WHAT IS NEEDED — Starting with the line "Give bounding boxes for net cage." and going on through the end of the records, copy each line again, requests included, shifting every bounding box coordinate in the answers up by 67.
— Begin PROVIDED INFORMATION —
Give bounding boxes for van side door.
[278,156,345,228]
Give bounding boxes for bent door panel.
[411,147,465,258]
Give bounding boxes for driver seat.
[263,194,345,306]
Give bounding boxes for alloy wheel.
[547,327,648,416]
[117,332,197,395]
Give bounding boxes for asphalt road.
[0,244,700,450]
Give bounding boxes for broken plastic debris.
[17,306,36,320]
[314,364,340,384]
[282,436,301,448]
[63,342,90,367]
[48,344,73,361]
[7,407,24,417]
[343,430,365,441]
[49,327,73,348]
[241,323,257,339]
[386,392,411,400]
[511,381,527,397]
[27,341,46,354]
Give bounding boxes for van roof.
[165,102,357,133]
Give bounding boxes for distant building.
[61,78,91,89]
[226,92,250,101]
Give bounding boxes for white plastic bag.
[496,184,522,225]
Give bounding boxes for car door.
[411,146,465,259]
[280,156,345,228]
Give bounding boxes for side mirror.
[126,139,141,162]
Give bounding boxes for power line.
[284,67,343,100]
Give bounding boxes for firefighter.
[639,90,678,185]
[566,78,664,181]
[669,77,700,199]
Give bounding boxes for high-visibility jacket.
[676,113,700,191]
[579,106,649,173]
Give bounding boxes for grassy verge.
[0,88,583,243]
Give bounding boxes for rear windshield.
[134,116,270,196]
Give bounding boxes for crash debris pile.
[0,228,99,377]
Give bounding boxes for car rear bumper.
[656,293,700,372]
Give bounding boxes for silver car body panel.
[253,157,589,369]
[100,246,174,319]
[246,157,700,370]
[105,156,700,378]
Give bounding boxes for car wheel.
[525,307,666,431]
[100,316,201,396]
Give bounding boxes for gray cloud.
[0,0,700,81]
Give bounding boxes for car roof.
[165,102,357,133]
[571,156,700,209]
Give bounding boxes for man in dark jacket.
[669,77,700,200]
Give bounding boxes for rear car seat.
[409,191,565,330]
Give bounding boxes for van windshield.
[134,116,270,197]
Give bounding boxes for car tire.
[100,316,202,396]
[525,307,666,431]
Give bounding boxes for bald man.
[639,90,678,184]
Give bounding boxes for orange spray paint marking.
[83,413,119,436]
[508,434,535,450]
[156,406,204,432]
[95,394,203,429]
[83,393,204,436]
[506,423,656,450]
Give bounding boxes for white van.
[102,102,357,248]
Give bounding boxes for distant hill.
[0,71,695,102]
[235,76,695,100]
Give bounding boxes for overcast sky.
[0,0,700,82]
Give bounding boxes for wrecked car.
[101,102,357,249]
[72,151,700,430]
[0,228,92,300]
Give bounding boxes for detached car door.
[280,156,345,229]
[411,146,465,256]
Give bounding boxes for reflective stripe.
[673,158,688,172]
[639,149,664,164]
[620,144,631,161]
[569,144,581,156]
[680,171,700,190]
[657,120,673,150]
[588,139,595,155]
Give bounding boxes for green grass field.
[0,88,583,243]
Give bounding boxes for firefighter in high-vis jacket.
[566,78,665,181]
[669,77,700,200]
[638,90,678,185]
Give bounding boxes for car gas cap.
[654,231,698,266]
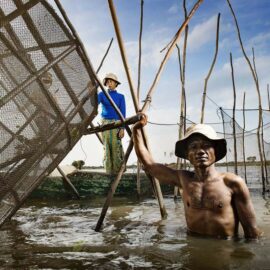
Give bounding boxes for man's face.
[106,79,117,90]
[187,135,216,167]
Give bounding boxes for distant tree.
[247,156,256,162]
[71,160,85,170]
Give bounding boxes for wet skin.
[133,115,260,238]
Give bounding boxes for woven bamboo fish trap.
[0,0,97,225]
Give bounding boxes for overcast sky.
[53,0,270,166]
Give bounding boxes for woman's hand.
[117,128,125,140]
[133,112,147,129]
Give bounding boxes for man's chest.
[183,182,231,212]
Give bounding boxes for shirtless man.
[133,114,261,238]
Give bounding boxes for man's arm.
[232,176,261,238]
[132,114,181,186]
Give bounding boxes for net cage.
[218,109,270,183]
[0,0,97,225]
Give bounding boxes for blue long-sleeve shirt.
[98,90,126,120]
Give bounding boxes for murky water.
[0,194,270,270]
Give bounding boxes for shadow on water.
[0,194,270,270]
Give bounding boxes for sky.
[51,0,270,166]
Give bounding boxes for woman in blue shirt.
[98,73,126,174]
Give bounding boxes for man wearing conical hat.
— End PROVIDED INFORMATION —
ANSWER TO THIS PROBLEM —
Give bounding boxes for net cage.
[285,176,337,250]
[67,67,164,292]
Give bounding boxes for blue long-sleeve shirt.
[165,157,193,187]
Give bounding boxes for murky water.
[67,261,337,337]
Give bounding boxes for shadow on water.
[67,261,337,337]
Give bounding boxes for sky.
[118,67,337,233]
Give bounding boxes for woman in blue shirt.
[165,140,193,241]
Give bounding boxes for man wearing conical hat.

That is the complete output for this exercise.